#### EXERCISE INPUTS ####

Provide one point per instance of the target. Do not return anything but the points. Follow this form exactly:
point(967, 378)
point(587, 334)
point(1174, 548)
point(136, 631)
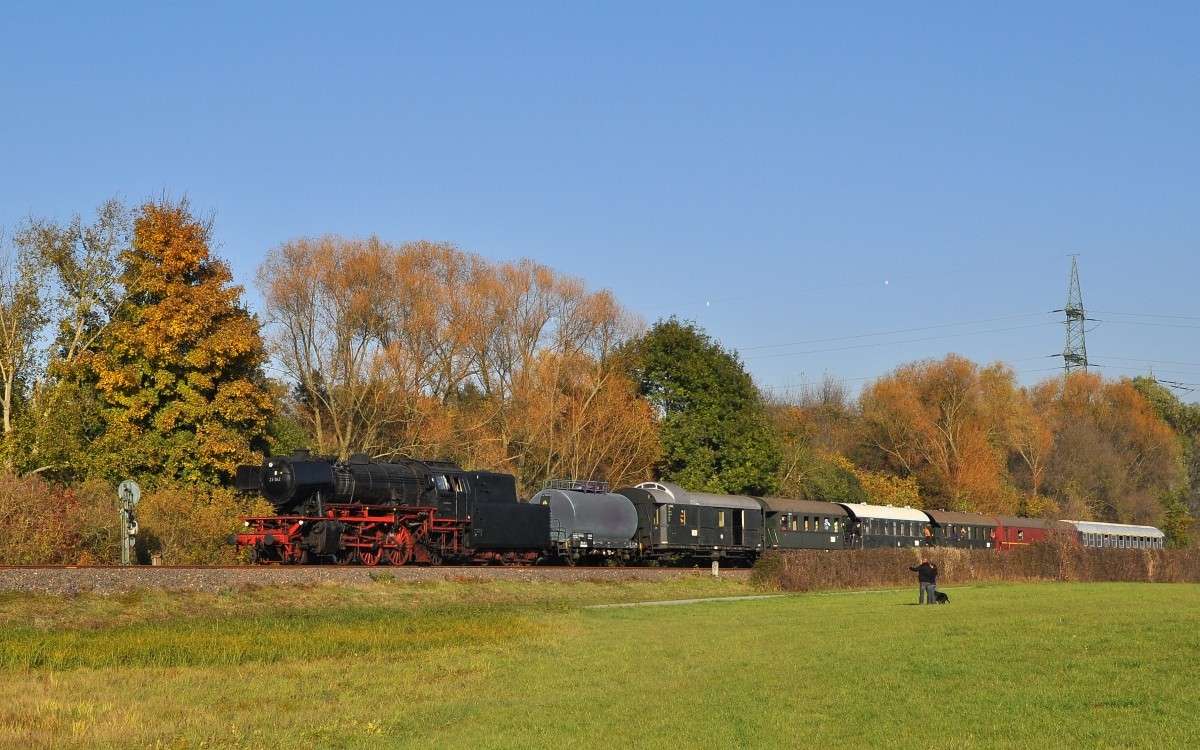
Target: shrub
point(49, 525)
point(1055, 559)
point(191, 526)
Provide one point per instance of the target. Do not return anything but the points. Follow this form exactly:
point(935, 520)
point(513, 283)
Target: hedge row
point(804, 570)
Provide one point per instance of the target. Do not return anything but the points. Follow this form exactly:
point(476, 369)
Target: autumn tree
point(81, 294)
point(579, 417)
point(179, 366)
point(1113, 456)
point(22, 318)
point(424, 349)
point(934, 420)
point(714, 429)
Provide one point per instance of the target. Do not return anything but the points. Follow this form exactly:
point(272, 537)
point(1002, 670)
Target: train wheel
point(402, 552)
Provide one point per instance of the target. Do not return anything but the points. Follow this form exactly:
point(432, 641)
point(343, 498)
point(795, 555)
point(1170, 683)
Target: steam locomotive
point(359, 511)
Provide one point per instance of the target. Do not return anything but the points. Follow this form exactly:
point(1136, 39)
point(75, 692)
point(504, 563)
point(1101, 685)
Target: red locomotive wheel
point(402, 552)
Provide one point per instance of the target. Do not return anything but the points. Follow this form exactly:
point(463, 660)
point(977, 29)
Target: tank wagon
point(363, 511)
point(588, 523)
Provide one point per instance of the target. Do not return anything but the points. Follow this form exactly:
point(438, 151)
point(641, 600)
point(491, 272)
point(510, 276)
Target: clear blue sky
point(760, 169)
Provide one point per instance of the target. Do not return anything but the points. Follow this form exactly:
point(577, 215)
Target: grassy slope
point(430, 666)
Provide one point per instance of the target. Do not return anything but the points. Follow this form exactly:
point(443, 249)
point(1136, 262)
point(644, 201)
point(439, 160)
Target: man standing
point(927, 576)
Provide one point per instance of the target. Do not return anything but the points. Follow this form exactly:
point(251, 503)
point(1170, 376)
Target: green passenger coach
point(803, 525)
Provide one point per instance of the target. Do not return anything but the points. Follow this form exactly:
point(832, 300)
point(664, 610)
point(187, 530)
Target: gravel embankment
point(115, 580)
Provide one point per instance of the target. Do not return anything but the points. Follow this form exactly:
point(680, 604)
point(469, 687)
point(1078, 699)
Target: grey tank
point(610, 519)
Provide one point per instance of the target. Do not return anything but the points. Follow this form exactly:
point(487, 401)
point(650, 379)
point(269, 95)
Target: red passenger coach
point(1014, 532)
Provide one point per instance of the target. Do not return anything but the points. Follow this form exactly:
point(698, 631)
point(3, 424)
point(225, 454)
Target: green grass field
point(528, 665)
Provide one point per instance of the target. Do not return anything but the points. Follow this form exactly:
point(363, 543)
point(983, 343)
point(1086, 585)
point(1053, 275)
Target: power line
point(790, 387)
point(887, 343)
point(893, 331)
point(1145, 315)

####

Exactly as written, give the line containing "point(1078, 699)" and all remaining lines of the records.

**EXERCISE ANSWER**.
point(1078, 699)
Target: grey tank
point(610, 519)
Provide one point per instance of the target. Do not return anything but the points. Follow this form exactly:
point(487, 401)
point(650, 379)
point(269, 95)
Target: red passenger coach
point(1014, 532)
Provide one point per instance of the target. Do not return anything but the points. Follow this form exactly:
point(698, 631)
point(3, 424)
point(225, 454)
Target: green grass field
point(528, 665)
Provide one point per instance of the target. Do not return anything but the points. Follow this form exactly:
point(363, 543)
point(983, 343)
point(1086, 585)
point(1053, 275)
Target: power line
point(790, 387)
point(887, 343)
point(893, 331)
point(1145, 315)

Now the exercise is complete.